The result was a report written by the outstanding and now departing President of the European Council, Herman Van Rompuy, entitled Towards a Genuine Economic and Monetary Union. It envisaged a stable and prosperous EMU based on four essential building blocks. The first was an integrated financial framework, otherwise known as banking union. The second was an integrated budgetary framework. The third was an integrated economic policy framework. The final building block was ensuring democratic legitimacy and accountability. On the basis of this report, the Council invited the President of the Council, the Commission, the Eurogroup and the European Central Bank to prepare a specific and time-bound road map for the achievement of genuine economic and monetary union. The final report was published in December 2012, complementing the Commission’s own November 2012 blueprint for a deep and genuine economic and monetary union.

**REQUIREMENT A**
Show each line of the rows below that has the word "grey" in it. Case counts.

(Object point labels)
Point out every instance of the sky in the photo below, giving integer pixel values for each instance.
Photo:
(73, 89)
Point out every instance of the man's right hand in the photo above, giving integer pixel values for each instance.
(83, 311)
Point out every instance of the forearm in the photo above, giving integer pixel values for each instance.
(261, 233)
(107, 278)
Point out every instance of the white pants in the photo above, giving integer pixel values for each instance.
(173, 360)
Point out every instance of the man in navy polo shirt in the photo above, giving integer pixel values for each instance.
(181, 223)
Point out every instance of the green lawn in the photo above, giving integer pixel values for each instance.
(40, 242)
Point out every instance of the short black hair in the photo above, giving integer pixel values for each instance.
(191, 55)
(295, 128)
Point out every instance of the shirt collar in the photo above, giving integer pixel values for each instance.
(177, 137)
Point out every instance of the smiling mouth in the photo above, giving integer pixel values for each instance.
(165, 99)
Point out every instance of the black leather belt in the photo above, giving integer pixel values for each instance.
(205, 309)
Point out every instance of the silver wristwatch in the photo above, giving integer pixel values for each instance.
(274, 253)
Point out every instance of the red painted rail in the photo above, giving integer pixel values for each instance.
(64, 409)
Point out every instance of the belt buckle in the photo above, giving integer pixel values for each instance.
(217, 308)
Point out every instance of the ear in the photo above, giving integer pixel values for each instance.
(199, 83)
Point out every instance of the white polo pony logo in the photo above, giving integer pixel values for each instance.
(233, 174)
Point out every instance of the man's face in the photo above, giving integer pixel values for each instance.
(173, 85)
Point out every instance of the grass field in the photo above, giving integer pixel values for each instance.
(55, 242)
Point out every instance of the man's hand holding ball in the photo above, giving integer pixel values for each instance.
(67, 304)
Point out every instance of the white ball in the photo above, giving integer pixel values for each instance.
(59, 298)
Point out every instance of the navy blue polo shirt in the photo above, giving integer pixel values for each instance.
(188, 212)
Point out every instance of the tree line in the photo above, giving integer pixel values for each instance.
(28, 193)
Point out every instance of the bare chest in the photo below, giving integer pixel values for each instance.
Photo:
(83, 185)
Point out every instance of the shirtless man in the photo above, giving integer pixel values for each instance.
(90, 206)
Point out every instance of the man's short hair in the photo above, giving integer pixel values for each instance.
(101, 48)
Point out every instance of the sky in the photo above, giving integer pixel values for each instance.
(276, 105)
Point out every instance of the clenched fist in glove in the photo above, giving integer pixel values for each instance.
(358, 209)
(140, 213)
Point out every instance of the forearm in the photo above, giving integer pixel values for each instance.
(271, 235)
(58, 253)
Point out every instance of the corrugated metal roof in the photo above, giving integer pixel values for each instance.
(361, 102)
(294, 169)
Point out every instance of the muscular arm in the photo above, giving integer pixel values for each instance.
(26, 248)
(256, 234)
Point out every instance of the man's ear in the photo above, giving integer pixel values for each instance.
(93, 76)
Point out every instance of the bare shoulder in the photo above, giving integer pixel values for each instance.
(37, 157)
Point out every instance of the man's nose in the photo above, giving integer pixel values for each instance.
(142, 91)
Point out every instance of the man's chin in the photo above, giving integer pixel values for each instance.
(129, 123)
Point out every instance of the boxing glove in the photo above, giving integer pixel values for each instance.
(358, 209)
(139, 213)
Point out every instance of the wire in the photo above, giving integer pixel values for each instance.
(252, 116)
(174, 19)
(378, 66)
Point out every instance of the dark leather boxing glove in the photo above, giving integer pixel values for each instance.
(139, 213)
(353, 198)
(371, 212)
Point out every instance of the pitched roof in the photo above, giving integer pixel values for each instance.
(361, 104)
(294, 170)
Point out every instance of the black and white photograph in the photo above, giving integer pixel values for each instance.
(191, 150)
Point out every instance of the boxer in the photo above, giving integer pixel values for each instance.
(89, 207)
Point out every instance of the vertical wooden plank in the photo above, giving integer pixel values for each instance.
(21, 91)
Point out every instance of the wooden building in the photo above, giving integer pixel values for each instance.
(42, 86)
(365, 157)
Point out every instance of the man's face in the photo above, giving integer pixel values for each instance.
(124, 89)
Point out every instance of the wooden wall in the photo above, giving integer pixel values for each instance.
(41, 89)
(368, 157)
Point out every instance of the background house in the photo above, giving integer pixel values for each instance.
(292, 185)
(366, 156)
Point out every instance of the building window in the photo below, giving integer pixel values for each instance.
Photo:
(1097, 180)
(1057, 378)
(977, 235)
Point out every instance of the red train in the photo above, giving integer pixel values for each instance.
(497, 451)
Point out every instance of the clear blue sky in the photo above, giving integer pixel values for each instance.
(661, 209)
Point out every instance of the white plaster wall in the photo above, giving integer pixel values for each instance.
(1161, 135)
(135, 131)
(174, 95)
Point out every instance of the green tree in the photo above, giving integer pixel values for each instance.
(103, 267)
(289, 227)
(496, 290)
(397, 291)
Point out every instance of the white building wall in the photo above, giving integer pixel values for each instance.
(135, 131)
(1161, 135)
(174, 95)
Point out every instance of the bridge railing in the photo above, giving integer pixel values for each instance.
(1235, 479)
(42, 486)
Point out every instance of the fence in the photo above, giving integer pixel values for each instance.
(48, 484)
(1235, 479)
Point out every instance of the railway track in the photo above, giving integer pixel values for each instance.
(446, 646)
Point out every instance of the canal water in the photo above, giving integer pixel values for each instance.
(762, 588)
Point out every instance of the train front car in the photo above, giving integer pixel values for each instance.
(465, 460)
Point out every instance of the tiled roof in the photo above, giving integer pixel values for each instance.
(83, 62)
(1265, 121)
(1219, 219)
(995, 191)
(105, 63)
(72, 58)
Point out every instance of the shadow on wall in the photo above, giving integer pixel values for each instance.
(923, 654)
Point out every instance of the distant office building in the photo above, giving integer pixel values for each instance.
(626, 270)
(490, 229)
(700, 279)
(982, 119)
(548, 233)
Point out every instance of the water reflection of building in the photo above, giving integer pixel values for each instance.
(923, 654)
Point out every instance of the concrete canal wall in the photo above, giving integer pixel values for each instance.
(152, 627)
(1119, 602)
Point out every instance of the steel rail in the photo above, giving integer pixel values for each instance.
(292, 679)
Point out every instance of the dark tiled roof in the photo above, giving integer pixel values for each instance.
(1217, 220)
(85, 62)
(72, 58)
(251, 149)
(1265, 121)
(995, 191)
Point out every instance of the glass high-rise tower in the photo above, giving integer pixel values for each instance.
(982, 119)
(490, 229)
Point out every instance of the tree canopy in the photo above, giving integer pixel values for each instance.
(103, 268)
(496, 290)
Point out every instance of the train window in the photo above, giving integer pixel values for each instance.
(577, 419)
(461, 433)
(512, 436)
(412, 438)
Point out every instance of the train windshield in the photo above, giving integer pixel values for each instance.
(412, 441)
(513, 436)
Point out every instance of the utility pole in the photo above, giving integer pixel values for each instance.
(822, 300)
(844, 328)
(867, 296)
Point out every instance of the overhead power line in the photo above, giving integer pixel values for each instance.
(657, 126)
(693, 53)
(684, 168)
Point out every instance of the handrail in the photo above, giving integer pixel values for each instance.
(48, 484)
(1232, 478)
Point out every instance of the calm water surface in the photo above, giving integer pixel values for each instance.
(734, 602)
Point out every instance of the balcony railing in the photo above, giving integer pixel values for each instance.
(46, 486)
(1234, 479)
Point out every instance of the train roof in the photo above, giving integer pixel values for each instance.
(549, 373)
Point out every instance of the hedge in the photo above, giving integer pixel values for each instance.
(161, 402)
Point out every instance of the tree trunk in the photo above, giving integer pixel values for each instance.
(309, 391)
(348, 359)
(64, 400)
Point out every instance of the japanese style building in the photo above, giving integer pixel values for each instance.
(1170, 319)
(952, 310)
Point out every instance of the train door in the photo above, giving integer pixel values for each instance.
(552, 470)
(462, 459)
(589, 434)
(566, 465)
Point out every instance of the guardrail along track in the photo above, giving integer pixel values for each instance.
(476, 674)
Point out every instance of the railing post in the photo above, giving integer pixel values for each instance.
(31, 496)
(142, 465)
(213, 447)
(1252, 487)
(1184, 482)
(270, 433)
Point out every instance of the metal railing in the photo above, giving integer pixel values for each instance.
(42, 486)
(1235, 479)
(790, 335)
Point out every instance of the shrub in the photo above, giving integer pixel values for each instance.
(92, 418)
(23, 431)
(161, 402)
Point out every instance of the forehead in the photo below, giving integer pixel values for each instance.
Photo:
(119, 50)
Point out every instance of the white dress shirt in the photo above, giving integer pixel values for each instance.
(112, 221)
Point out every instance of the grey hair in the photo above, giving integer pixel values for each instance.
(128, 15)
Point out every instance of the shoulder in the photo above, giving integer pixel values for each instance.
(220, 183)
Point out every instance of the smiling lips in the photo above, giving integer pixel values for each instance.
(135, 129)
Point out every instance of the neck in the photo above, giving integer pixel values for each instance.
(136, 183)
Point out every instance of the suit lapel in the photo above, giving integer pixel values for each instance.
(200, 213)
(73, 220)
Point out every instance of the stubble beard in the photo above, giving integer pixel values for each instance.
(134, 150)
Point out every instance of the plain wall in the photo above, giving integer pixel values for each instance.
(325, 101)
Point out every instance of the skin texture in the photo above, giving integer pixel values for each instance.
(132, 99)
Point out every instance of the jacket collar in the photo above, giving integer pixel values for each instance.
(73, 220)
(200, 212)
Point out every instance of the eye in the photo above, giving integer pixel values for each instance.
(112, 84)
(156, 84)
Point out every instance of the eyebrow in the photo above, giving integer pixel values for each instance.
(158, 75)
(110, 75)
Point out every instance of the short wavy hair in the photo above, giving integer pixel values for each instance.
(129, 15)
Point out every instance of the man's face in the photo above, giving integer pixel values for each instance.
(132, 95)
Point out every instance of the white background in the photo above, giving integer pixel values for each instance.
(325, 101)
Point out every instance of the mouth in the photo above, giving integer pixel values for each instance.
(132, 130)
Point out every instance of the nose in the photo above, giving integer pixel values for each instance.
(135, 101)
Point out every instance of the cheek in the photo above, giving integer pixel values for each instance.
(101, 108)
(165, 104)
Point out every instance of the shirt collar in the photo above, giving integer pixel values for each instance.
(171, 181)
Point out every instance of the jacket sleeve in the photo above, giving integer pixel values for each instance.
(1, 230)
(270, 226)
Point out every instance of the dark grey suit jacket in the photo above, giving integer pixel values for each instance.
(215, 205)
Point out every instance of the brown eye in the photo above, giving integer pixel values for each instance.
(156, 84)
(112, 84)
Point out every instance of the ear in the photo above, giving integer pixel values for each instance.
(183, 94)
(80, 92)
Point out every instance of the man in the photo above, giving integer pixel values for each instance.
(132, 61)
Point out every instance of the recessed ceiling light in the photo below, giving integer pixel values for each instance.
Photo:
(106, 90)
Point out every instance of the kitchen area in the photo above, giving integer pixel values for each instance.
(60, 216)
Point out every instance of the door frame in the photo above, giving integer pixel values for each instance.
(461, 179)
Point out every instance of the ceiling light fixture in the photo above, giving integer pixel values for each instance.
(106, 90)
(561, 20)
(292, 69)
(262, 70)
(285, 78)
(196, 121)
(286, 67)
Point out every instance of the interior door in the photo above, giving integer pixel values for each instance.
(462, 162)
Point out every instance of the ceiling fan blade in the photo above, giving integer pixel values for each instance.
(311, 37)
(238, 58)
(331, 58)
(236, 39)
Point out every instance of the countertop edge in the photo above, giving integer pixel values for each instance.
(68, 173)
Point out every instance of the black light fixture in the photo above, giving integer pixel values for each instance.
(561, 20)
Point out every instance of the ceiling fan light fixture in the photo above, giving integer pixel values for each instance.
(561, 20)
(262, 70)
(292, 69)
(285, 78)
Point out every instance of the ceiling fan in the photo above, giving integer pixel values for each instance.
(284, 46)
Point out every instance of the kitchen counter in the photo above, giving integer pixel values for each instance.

**REQUIREMENT B**
In the passage on economic and monetary union, what title did Herman Van Rompuy's report carry?

**TASK RESULT A**
Point out every instance of the grey hair in the photo above, giving integer pixel values for each instance.
Point out every instance of the dark grey suit jacket in the photo above, giving integer pixel values for each instance.

**TASK RESULT B**
Towards a Genuine Economic and Monetary Union